Source records
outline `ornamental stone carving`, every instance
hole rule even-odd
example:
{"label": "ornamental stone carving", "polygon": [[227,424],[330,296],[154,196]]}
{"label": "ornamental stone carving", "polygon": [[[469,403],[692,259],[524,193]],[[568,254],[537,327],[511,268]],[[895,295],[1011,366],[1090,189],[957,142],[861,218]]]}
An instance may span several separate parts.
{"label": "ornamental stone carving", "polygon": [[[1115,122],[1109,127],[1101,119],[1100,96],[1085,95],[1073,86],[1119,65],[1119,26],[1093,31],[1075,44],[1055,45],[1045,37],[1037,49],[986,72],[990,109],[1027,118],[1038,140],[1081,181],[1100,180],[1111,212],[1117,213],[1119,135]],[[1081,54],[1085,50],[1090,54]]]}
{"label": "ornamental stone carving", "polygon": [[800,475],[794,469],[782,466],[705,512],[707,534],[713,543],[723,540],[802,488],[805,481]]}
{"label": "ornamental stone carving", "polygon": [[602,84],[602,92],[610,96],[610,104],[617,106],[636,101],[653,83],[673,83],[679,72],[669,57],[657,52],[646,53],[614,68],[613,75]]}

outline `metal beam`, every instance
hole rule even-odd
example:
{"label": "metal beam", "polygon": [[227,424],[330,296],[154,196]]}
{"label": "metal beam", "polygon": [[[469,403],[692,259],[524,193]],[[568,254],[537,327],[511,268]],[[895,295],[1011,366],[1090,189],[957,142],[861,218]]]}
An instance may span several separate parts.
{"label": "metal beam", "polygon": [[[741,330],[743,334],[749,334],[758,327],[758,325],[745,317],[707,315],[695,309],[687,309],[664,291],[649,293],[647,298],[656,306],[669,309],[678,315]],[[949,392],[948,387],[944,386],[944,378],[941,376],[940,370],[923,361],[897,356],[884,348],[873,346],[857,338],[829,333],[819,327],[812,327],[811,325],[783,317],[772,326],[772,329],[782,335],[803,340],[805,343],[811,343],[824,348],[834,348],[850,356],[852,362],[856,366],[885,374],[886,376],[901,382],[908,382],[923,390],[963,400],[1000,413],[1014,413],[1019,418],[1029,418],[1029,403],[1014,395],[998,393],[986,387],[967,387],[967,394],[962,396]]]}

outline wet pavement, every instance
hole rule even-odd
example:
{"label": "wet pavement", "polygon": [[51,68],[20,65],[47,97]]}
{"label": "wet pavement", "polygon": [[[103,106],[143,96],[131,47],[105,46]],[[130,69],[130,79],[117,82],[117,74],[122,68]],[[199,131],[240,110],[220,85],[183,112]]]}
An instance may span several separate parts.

» To do:
Return all of the lines above word for word, with nothing changed.

» Written response:
outline `ornamental stone carving`, every instance
hole rule even-odd
example:
{"label": "ornamental stone carving", "polygon": [[227,424],[330,296],[154,196]]}
{"label": "ornamental stone carving", "polygon": [[[469,403],[692,259],[524,193]],[[568,254],[537,327],[511,268]],[[895,295],[1011,366],[1090,189],[957,142],[861,218]]]}
An instance may span several separate parts.
{"label": "ornamental stone carving", "polygon": [[[1115,122],[1109,127],[1101,119],[1100,96],[1085,95],[1073,86],[1119,65],[1119,26],[1093,31],[1075,44],[1055,45],[1045,37],[1037,49],[986,72],[990,109],[1027,118],[1038,140],[1081,181],[1100,180],[1111,212],[1117,213],[1119,135]],[[1081,54],[1085,50],[1090,54]]]}
{"label": "ornamental stone carving", "polygon": [[800,475],[794,469],[782,466],[705,512],[707,534],[713,543],[723,540],[802,488],[805,481]]}
{"label": "ornamental stone carving", "polygon": [[602,84],[602,92],[610,96],[610,104],[617,106],[636,101],[653,83],[673,83],[679,72],[669,57],[657,52],[646,53],[614,68],[613,75]]}

outline `metal beam`, every instance
hole rule even-odd
example:
{"label": "metal beam", "polygon": [[227,424],[330,296],[154,196]]}
{"label": "metal beam", "polygon": [[[469,403],[692,259],[524,193]],[[568,254],[537,327],[511,268]],[[895,295],[1011,366],[1090,189],[957,142],[861,218]]]}
An instance may span several separate parts.
{"label": "metal beam", "polygon": [[[741,330],[743,334],[749,334],[758,327],[758,325],[745,317],[707,315],[695,309],[687,309],[664,291],[649,293],[647,298],[656,306],[669,309],[678,315]],[[949,392],[948,387],[944,386],[944,378],[941,376],[940,370],[923,361],[897,356],[884,348],[873,346],[857,338],[829,333],[819,327],[812,327],[811,325],[783,317],[772,326],[772,329],[782,335],[803,340],[805,343],[811,343],[824,348],[834,348],[850,356],[852,362],[856,366],[885,374],[886,376],[901,382],[908,382],[923,390],[963,400],[1000,413],[1014,413],[1019,418],[1029,418],[1029,403],[1014,395],[998,393],[986,387],[967,387],[967,394],[962,396]]]}

outline wet pavement, every instance
hole rule even-odd
example:
{"label": "wet pavement", "polygon": [[51,68],[20,65],[47,97]]}
{"label": "wet pavement", "polygon": [[[103,106],[143,96],[131,47],[105,46]],[[130,69],[130,79],[117,82],[117,74],[122,68]],[[199,131],[240,110],[220,85],[183,112]]]}
An instance may span several separate parts.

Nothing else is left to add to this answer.